┌──
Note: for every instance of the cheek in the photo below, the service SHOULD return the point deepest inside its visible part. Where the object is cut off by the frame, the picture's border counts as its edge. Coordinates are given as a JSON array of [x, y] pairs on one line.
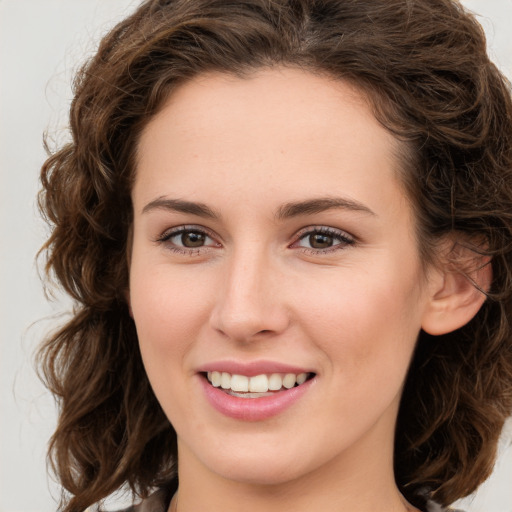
[[371, 325]]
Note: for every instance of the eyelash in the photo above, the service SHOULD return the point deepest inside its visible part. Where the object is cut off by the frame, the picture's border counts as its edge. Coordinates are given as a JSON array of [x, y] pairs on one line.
[[343, 239], [189, 251]]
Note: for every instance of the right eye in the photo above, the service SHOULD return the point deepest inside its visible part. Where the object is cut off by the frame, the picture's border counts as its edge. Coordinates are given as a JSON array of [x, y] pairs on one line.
[[186, 239]]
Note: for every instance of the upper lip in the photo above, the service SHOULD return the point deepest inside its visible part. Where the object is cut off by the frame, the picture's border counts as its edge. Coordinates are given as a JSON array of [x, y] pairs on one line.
[[251, 368]]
└──
▶ _Task description_:
Copy every record above exactly, leaving out any pictures.

▶ _Full output_:
Note: for every instance of the cheek in the photo below, the service SHOULD return the point deepest inside its visible part. Where the object is cut off by the frame, the picture's border counts as its edge. Coordinates are given as a JSON array of [x, y] pairs on one line.
[[371, 325]]
Note: for every instance of the eyelash in the photo above, the service SHOULD return the point deepest inside its visible part. Where the object is cut off by the frame, the picture's border counts as its edge. Coordinates are given as a JSON array of [x, y] pairs on one line.
[[343, 239], [189, 251]]
Note: for every instance of the right eye in the photo above, the service SHOULD return the point deepest inside its visible part. Where the object is cut off by the frame, the picture's border counts as its edge. Coordinates are given as a JSON array of [x, y] pairs on one line.
[[186, 239]]
Note: for every instance of the upper lip in the photo above, the service SHOULD return the point deepest inside its visible part. Where the object is cut off by the frame, the picture's border counts as its edge. Coordinates are given as a JSON array of [x, y] pairs on one line.
[[251, 368]]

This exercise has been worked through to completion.